■ WORK REQUIRED:
Repeat word for word the part of the forum thread below that begins at "Took the battery" and stops after "to the motherboard.".

■ PASSAGE GIVEN:
The pc is a HP Pavillion 6573Z


----------



## Krall (Sep 30, 2003)

were you able to try my last suggestion?


----------



## SharonKay (Dec 11, 2002)

Took the battery out last night I was pretty busy today and the battery had been out for a good 15 hrs. I put it back in and now the computer don't even turn on????? Is this normal


----------



## ~Candy~ (Jan 27, 2001)

Check the power supply connection to the motherboard.


----------



## SharonKay (Dec 11, 2002)

OK I got the computer to turn on once again but still hangs at HP Logo screen disconnected CD-ROM, Floppy Drive, and the zip drive nothing was plugged in except for the HD...monitor.. and the power supply. Turned computer back on and still at HP logo screen.


----------



## Krall (Sep 30, 2003)

How old is the computer? It may still be under warranty. Go to this website and call the first number in the list.

http://welcome.hp.com/country/us/eng/contact/phone_assist.html#section1

You may be having motherboard problems. We have tried all of the steps we can without replacing hardware and if you can get HP to replace it for free that would be the route to go. I sent them a laptop to have the board replaced in it and had the laptop back in 3 days so they are pretty quick about it. The only suggestion I have left is to manually reset the bios. Heres how:

Take the cover off the pc and there is a bank of jumpers on the motherboard and one section of that area has 3 pins sticking up, 2 are covered by a jumper. in this area it should have written on the board "CMOS" "JCMOS" or "CLEAR CMOS" (really tiny writing) move the jumper to the 2 pins to clear the cmos and power on pc. Then turn pc off after 5 sec and put the jumper back to it's original position and see it that works. Here is a link to a web page that will show you what the jumper looks like and how to clear it(thanks motherboard for the link)

(Object location annotation data)
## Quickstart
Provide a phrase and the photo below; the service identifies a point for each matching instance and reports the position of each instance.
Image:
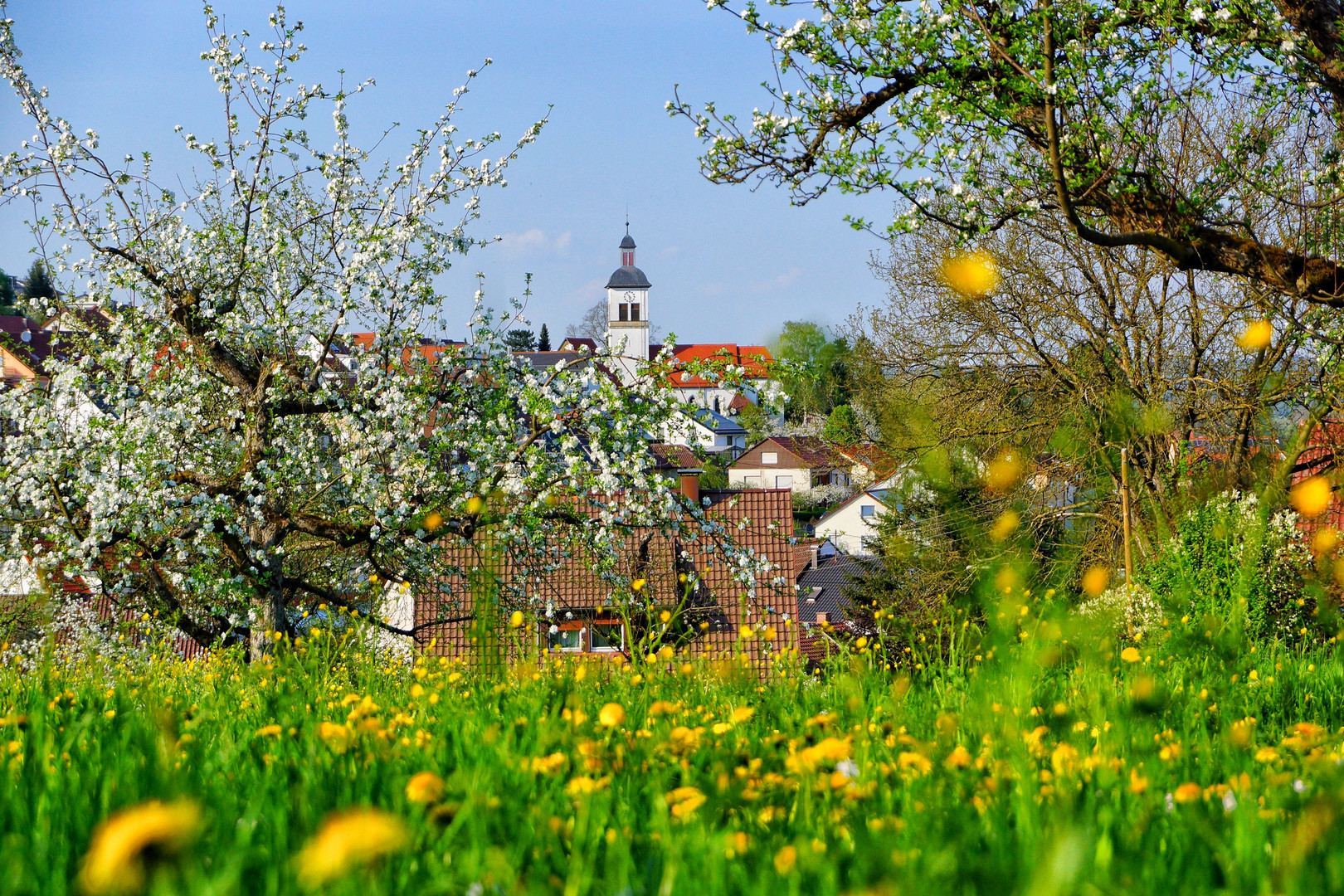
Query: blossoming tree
(1205, 130)
(202, 455)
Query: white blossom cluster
(202, 455)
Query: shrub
(1226, 563)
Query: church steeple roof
(628, 275)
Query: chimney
(691, 485)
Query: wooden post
(1124, 509)
(1129, 563)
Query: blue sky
(726, 264)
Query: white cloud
(782, 281)
(535, 241)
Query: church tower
(628, 310)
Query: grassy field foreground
(1040, 767)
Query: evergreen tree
(39, 292)
(520, 340)
(8, 301)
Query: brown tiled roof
(674, 457)
(812, 449)
(758, 519)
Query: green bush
(1226, 563)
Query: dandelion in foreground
(116, 859)
(971, 275)
(425, 787)
(348, 840)
(1255, 336)
(1096, 581)
(1311, 496)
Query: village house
(791, 462)
(704, 429)
(851, 524)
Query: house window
(567, 637)
(606, 635)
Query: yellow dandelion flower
(425, 787)
(971, 275)
(1188, 793)
(335, 737)
(348, 840)
(114, 863)
(958, 758)
(1004, 470)
(611, 715)
(1311, 496)
(1006, 525)
(1096, 581)
(684, 801)
(1255, 336)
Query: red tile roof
(756, 359)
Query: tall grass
(1042, 757)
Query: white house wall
(767, 475)
(847, 528)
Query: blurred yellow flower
(1311, 496)
(1004, 470)
(114, 863)
(1006, 525)
(958, 758)
(1188, 793)
(611, 715)
(684, 801)
(347, 840)
(971, 275)
(336, 737)
(583, 786)
(1255, 336)
(1096, 581)
(425, 787)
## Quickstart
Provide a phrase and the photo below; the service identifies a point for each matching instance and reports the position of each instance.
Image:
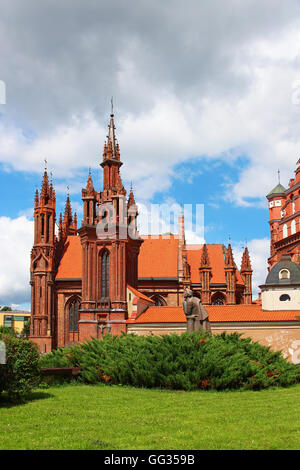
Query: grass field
(121, 418)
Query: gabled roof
(139, 294)
(217, 314)
(158, 257)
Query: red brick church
(98, 278)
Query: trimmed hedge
(186, 362)
(21, 372)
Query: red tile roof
(139, 294)
(158, 257)
(218, 314)
(70, 266)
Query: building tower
(246, 273)
(42, 267)
(205, 276)
(110, 247)
(230, 270)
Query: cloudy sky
(207, 107)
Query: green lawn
(120, 418)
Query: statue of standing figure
(196, 314)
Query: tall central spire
(111, 161)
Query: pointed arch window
(104, 265)
(74, 316)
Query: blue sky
(206, 103)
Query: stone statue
(196, 314)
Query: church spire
(111, 163)
(246, 264)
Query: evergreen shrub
(184, 362)
(21, 372)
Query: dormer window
(284, 298)
(284, 274)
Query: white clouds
(16, 239)
(210, 80)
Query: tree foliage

■ EXERCISE RESPONSE:
Took the battery out last night I was pretty busy today and the battery had been out for a good 15 hrs. I put it back in and now the computer don't even turn on????? Is this normal


----------



## ~Candy~ (Jan 27, 2001)

Check the power supply connection to the motherboard.